▸ **TEXTO MOSTRADO**:

○ ○ ○

[review] God Is An Astronaut – Ghost Tapes #10, la intensidad hecha post-rock

Por Nekrokosmos

Torsten Kinsella – Voz, guitarra
Niels Kinsella – Bajo, guitarra
Lloyd Hanney – Batería
Jamie Dean – Teclados, sintetizador, guitarra

Adrift
Burial
In Flux
Spectres
Fade
Barren Trees
Luminous Waves

Parece que ha pasado toda una vida, el 2002 nos queda muy lejano, pero estamos ya frente al décimo lanzamiento de los irlandeses God Is An Astronaut. Su mezcla de post-rock, electrónica y kraut les ha conseguido fans acérrimos que han seguido con mimo todos sus pasos, y que en “Ghost Tapes #10” pueden encontrar la banda sonora de la esperanza en un año pandémico muy jodido.

La música espaciosa y llena de color de God Is An Astronaut no da un giro muy extremo en este lanzamiento, pero si podemos decir que se aventura a recorrer nuevos caminos en cuanto a composición, quizás tomando decisiones con un poco de riesgo y valor. En estas 7 canciones notamos que entre las poderosas melodías hay una fuerte tensión rítmica que despierta una vez más esa capacidad que tienen que juntar los elementos más poderosos del pop electrónico de los 80´s para hacer una mezcla explosiva con unas guitarras metal abrasivas que terminan por erupcionar en notas progresivas.

Incluso en canciones más melancólicas como “Luminous Waves” consiguen dar un destello de esperanza en un disco que le clava las pezuñas a la depresión y nos presenta una producción más agresiva que si evoca a paisajes son llenos de agitación en lugar de sutil suspenso. Si en anteriores entregas daban una serie de canciones perfectas para trasladarnos a otros mundos, en “Ghost Tapes #10” y su tempo incesante tenemos la banda sonora para una persecución por carretera que sabemos que acabará en problemas.

○ ○ ○

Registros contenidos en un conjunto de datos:
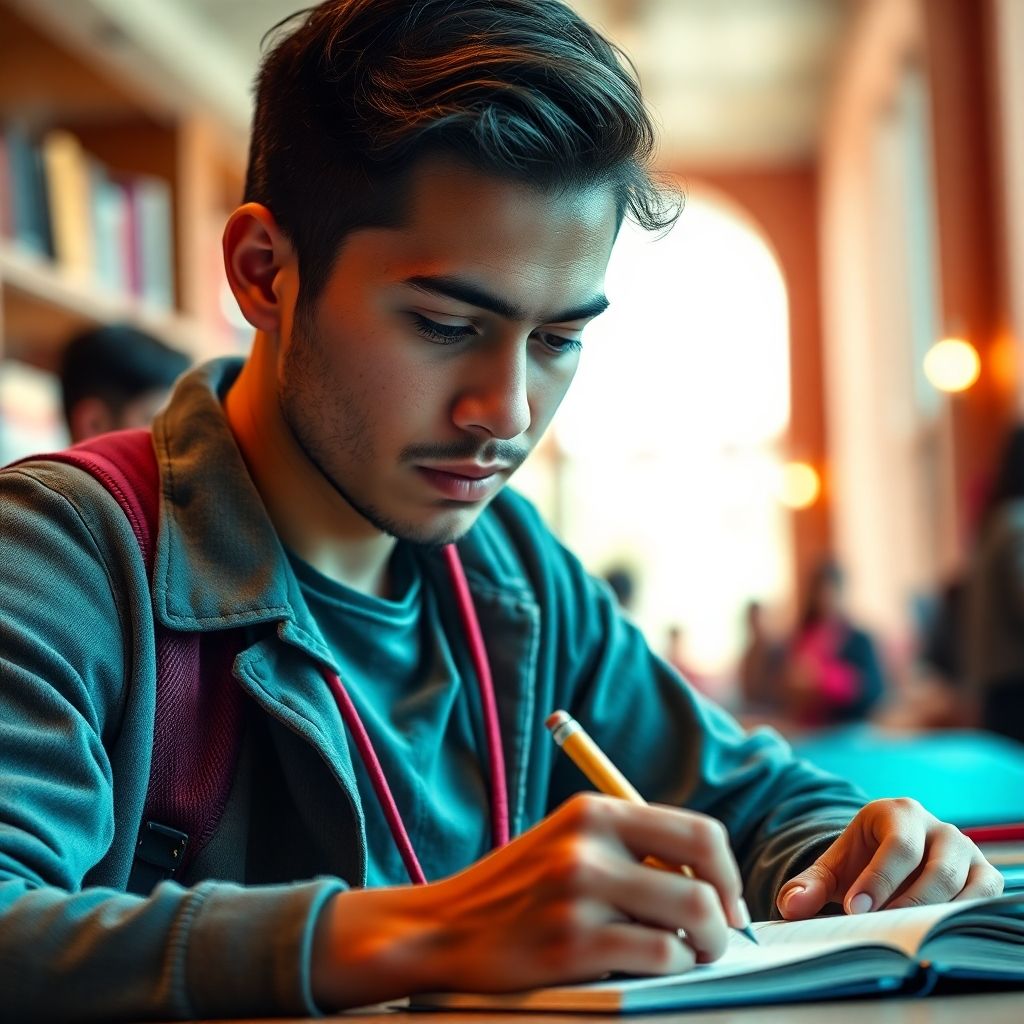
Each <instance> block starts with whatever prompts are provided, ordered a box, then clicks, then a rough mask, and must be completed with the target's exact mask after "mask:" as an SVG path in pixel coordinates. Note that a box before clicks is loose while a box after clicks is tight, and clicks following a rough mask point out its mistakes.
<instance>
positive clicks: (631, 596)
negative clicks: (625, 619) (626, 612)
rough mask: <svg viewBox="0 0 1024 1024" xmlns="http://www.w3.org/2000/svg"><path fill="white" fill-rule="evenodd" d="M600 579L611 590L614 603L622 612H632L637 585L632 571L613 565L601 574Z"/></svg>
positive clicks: (627, 568) (632, 570) (632, 610)
mask: <svg viewBox="0 0 1024 1024" xmlns="http://www.w3.org/2000/svg"><path fill="white" fill-rule="evenodd" d="M602 579H603V580H604V582H605V583H606V584H607V585H608V586H609V587H610V588H611V593H612V594H614V595H615V601H616V602H617V603H618V607H620V608H622V609H623V611H630V612H632V611H633V602H634V600H635V599H636V591H637V583H636V574H635V573H634V571H633V569H631V568H629V567H627V566H626V565H613V566H612V567H611V568H609V569H606V570H605V571H604V572H603V573H602Z"/></svg>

○ ○ ○

▸ **TAREAS DEL EJERCICIO**:
• A. Enumera los músicos que aparecen en la reseña junto con los instrumentos que se indican para cada uno.
• B. Según la reseña, ¿qué número de lanzamiento de God Is An Astronaut es "Ghost Tapes #10"?
Los registros no hacen falta para resolver nada de este ejercicio.

▸ **RESULTADOS POR TAREA**:
• A.
- Torsten Kinsella: voz, guitarra
- Niels Kinsella: bajo, guitarra
- Lloyd Hanney: batería
- Jamie Dean: teclados, sintetizador, guitarra

• B. Es su décimo lanzamiento.